— begin Records supplied —

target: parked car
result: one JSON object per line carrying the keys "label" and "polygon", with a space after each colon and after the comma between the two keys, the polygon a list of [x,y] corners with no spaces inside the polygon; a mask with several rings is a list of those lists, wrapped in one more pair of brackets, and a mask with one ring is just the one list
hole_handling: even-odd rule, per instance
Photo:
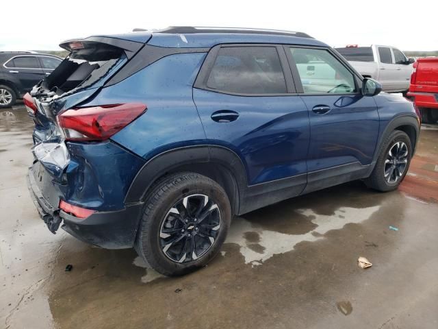
{"label": "parked car", "polygon": [[413,58],[407,58],[397,48],[372,45],[371,47],[336,48],[364,77],[371,77],[382,84],[387,93],[407,93],[412,73]]}
{"label": "parked car", "polygon": [[0,51],[0,108],[15,104],[62,59],[30,51]]}
{"label": "parked car", "polygon": [[413,64],[408,96],[413,99],[425,123],[438,121],[438,58],[419,58]]}
{"label": "parked car", "polygon": [[25,97],[35,204],[52,232],[133,246],[166,276],[211,260],[233,215],[353,180],[397,188],[415,150],[413,104],[303,33],[181,27],[60,46],[69,56]]}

— end Records supplied —

§ **Do this**
Quote the listing above word for word, but leave out the picture.

§ **Finished answer**
target: parked car
result: one JSON object per line carrying the keys "label" and "polygon", with a space after each colon and after the comma between the two keys, the polygon a list of [x,y] corners with no spaces inside the polygon; a mask with several rings is a list of those lists, wrapped in one more pair of brackets, and a mask with one ring is just the one list
hole_handling: even-odd rule, per instance
Photo:
{"label": "parked car", "polygon": [[413,58],[407,58],[397,48],[372,45],[371,47],[336,48],[364,77],[371,77],[382,84],[387,93],[407,93],[412,73]]}
{"label": "parked car", "polygon": [[0,51],[0,108],[15,104],[62,59],[30,51]]}
{"label": "parked car", "polygon": [[413,64],[408,96],[413,99],[425,123],[438,121],[438,58],[419,58]]}
{"label": "parked car", "polygon": [[25,97],[35,204],[52,232],[133,246],[166,276],[211,260],[233,215],[353,180],[397,188],[415,150],[413,104],[303,33],[181,27],[60,46],[69,56]]}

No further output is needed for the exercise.